##### The input

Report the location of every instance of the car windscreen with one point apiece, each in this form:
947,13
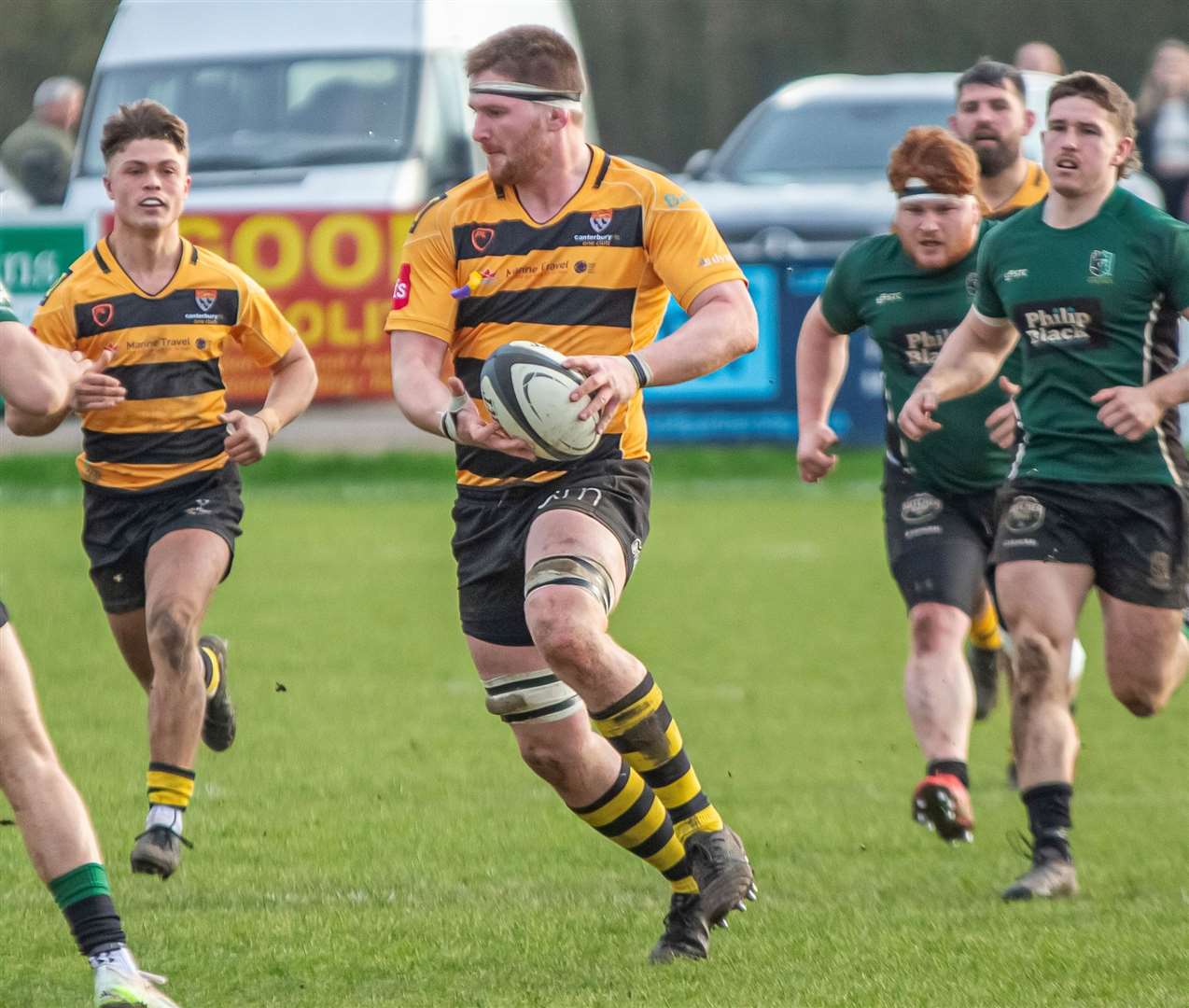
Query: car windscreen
825,137
273,113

##########

> **What needs to be done**: The entries must be repeated exactly. Leave the images out.

> **Output of the exercise**:
Report the location of every instance of the car windscreen with one point apiece, each in this form:
947,13
Query: car windscreen
825,137
273,113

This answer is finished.